** START OF Extracted text **

Danny and his Butlers

Problem statement

Design and implement an ML-based system to evaluate the quality and relevancy of Google location reviews. The system should:

Gauge review quality: Detect spam, advertisements, irrelevant content, and rants from users who have likely never visited the location.
Assess relevancy: Determine whether the content of a review is genuinely related to the location being reviewed.
Enforce policies: Automatically flag or filter out reviews that violate the following example policies:
- No advertisements or promotional content.
- No irrelevant content (e.g., reviews about unrelated topics).
- No rants or complaints from users who have not visited the place (can be inferred from content, metadata, or other signals).

Github repository with Readme link:

https://github.com/Capacesse/danny-and-his-butlers

Inspiration

Every day, TikTok receives millions of merchant reviews. While reviews are essential for trust and sales, many are irrelevant, spammy, or misleading. This hurts both merchants and buyers. We were inspired to solve this challenge because we saw the real business impact:

Buyers lose confidence if reviews are low quality.
Merchants cannot act on feedback that is unclear or irrelevant.
TikTok risks reduced engagement and GMV. We wanted to build a system that could automatically filter and classify reviews in a way that is scalable, transparent, and cost-effective.

** END OF Extracted text **

## Challenge
Carry the review-filtering writeup forward from its last sentence. The data after this point is separate material, unrelated to the review-filtering writeup.

** START OF Material **

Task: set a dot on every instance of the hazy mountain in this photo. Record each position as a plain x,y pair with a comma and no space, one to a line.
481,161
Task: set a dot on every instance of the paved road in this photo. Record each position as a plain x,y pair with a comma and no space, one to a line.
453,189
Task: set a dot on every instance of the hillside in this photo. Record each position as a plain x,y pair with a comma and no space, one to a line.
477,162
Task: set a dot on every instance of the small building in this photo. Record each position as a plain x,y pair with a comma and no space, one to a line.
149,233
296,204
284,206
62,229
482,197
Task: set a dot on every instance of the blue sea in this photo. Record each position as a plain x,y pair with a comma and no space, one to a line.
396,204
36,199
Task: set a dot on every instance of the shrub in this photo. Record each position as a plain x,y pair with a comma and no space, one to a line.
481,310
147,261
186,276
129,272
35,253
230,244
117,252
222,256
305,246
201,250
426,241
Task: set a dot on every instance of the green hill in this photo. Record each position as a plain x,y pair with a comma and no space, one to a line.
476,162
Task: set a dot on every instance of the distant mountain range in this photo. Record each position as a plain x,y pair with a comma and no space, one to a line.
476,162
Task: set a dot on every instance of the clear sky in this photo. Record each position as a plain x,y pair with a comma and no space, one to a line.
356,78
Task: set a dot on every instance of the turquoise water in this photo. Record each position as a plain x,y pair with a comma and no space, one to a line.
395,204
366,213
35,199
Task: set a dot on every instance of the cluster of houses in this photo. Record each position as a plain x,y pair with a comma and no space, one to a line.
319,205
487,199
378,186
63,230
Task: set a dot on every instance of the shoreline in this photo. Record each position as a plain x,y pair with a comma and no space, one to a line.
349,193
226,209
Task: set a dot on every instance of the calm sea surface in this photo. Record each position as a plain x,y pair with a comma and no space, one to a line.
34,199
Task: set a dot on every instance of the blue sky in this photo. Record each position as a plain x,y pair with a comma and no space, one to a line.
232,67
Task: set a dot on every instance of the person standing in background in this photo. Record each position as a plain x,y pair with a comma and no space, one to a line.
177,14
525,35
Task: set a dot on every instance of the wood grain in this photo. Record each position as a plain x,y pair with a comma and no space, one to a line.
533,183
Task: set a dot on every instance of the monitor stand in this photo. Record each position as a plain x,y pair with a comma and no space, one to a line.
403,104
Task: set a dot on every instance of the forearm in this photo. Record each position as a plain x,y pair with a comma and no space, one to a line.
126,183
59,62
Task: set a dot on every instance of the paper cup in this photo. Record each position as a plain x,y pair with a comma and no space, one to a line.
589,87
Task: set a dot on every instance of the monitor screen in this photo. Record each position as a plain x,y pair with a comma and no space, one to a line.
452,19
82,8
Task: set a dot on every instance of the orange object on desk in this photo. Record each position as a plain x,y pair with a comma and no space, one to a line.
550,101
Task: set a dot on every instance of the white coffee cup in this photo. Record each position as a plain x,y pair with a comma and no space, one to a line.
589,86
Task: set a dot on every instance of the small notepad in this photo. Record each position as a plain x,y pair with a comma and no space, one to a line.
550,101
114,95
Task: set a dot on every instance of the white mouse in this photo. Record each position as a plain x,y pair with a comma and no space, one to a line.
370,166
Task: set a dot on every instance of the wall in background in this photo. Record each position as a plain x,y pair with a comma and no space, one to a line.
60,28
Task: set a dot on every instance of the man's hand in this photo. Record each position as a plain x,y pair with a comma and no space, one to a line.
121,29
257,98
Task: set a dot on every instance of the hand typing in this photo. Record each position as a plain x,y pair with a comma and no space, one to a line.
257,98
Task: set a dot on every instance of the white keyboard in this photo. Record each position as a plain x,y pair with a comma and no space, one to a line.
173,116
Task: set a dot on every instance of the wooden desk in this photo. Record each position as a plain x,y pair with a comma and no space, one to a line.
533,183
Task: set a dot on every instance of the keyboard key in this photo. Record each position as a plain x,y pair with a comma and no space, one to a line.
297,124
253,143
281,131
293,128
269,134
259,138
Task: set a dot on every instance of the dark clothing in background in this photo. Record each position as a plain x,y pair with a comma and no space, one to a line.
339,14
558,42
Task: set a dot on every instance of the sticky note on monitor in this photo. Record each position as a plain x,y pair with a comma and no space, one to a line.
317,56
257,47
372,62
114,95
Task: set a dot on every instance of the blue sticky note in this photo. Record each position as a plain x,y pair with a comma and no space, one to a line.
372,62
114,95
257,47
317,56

** END OF Material **

## Response to this exercise
What it does

Our solution is a Review Quality & Relevance Classifier that:

Flags reviews as Useful, Irrelevant, or Policy-Violating.
Provides explainability with confidence scores and highlighted keywords.
Works in real time and is designed to be scalable across millions of reviews.
In simple terms, it helps merchants focus on filtering out the valid reviews so that consumers won’t be misled by negative and irrelevant content, which obviously is able to gain trust within consumers towards the shops. Moreover, merchants can utilise the valid reviews to know about the public's opinion and gain insights to make better decisions.

How We Built It

Our solution is a multi-stage pipeline that uses a combination of rule-based logic and machine learning to achieve high accuracy.

Image Analysis & Preprocessing: The pipeline begins by analysing review photos using a BLIP model to generate a text caption. This caption is merged with the original, cleaned review text to create a single, unified text field.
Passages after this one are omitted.